Write out, exactly as they appear, only the lines running from the line with "Could you provide the mask of every instance of the raised" to the final line of the listing; include both.
========================================
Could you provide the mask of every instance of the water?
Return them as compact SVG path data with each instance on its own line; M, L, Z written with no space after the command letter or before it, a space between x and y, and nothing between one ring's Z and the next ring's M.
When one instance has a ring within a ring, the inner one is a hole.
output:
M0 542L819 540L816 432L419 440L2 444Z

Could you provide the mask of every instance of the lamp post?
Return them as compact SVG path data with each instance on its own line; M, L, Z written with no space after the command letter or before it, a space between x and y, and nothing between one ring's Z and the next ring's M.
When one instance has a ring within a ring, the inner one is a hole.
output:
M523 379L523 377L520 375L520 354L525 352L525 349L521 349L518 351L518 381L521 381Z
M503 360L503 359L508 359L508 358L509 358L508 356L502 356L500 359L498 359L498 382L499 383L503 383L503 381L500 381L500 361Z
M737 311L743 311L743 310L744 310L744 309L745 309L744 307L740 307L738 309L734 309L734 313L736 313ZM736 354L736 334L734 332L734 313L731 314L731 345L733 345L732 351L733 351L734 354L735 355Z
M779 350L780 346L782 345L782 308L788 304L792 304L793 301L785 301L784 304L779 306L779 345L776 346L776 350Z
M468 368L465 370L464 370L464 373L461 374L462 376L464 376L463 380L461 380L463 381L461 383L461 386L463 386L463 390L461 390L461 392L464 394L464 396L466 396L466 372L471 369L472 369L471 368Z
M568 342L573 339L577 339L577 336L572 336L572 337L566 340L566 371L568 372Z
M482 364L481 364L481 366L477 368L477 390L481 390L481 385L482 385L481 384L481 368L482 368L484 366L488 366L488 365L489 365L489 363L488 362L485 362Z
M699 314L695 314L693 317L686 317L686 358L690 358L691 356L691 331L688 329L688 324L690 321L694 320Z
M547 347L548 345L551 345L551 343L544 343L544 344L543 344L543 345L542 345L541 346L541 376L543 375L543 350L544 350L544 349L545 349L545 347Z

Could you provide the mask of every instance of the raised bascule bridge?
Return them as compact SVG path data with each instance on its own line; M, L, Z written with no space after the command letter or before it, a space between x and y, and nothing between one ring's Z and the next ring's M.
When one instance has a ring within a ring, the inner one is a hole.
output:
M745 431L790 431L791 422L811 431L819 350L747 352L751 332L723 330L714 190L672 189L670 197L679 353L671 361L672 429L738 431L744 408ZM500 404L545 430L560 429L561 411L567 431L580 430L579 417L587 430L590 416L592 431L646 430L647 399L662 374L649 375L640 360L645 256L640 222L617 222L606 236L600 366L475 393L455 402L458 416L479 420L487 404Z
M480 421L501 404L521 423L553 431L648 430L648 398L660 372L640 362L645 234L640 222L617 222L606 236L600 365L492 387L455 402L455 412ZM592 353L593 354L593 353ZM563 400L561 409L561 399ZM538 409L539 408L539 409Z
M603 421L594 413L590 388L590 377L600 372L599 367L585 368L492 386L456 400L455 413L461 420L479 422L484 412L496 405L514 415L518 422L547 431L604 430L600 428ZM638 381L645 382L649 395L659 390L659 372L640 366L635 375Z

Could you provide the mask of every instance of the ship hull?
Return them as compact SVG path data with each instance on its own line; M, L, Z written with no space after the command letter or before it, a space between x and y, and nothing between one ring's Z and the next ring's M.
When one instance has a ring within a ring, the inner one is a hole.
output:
========================================
#### [Completed exercise]
Could you provide the mask of every instance of the raised bascule bridge?
Return them as compact SVG path data with each instance on its own line; M, L, Z written with no space after the command letter or before it, a space between x and y, and nothing between one ring's Z and the next ring's M.
When one instance has a ring within a ring, the inner one is a hole.
output:
M745 431L790 431L791 422L811 431L819 350L747 352L751 332L723 330L714 190L672 189L670 197L679 353L671 361L672 429L738 431L744 408ZM500 404L545 430L560 429L561 411L567 431L580 430L579 417L587 430L590 416L592 431L646 430L647 399L662 374L649 375L640 360L645 256L640 222L617 222L606 236L600 366L475 393L455 402L458 416L479 420L487 404Z
M480 421L501 404L521 423L553 431L648 430L648 398L660 372L640 362L645 234L640 222L617 222L606 236L600 365L492 387L455 402L455 412ZM592 353L593 354L593 353ZM563 400L561 409L561 399ZM538 409L539 408L539 409Z
M603 421L594 413L590 388L590 377L600 372L599 367L585 368L492 386L456 400L455 413L461 420L479 422L484 412L496 405L514 415L518 422L547 431L604 430L600 428ZM638 381L645 382L649 395L659 390L659 372L640 366L635 375Z

Could you provide the mask of every instance of the ship hull?
Return them as compact SVG path data with each instance on its own line; M, L, Z written with no space after the command letter or before it, a space between x and y, and nothing between one ring's Z and the next ring's M.
When one instance has a ring within a ring, the inner one is a hole.
output:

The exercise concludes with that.